### SUPPLIED TEXT:

A new rendering and name have been given to local angel investor Jaffray Woodriff’s tech incubator scheduled to take out the Main Street Arena sometime this summer. The Center of Developing Entrepreneurs—or, aptly named CODE—will be situated at the west entrance of the Downtown Mall and will house between 15 and 25 businesses.

Woodriff aims to “bring together innovators in a multi-tenant building, stimulating economic activity and increasing employment,” according to a press release.

The ice park closes March 31, and construction on the new 170,000-square-foot building in its place is expected to be finished by 2020. It’ll feature an open-air, pedestrian walkway so Downtown Mallers can still access Water Street without obstruction. And the mall entryway to the entrepreneurial hot spot’s main lobby will lead to several new retail spaces.

The secondary Water Street entrance will serve as a co-work area and a 200-seat auditorium for tenants and community events.

And don’t forget the parking—CODE will include bicycle storage, electric vehicle charging stations and one level of underground parking that will easily be convertible to office space “in anticipation of evolving transportation trends.”

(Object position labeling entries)

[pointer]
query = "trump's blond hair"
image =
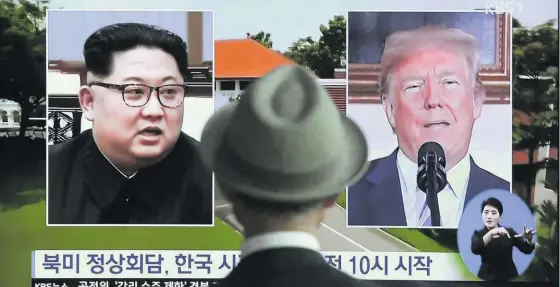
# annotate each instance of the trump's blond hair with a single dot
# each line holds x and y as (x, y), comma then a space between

### TASKS TO COMPLETE:
1. Transcribe the part of the incubator article from "The ice park" up to and including "and community events.".
2. Restate every row above word for word, leaving the picture out of your answer.

### ANSWERS BY TASK:
1.
The ice park closes March 31, and construction on the new 170,000-square-foot building in its place is expected to be finished by 2020. It’ll feature an open-air, pedestrian walkway so Downtown Mallers can still access Water Street without obstruction. And the mall entryway to the entrepreneurial hot spot’s main lobby will lead to several new retail spaces.

The secondary Water Street entrance will serve as a co-work area and a 200-seat auditorium for tenants and community events.

2.
[pointer]
query = "trump's blond hair"
image =
# annotate each instance of the trump's blond hair with a single dot
# each line holds x and y as (x, y), comma then a space between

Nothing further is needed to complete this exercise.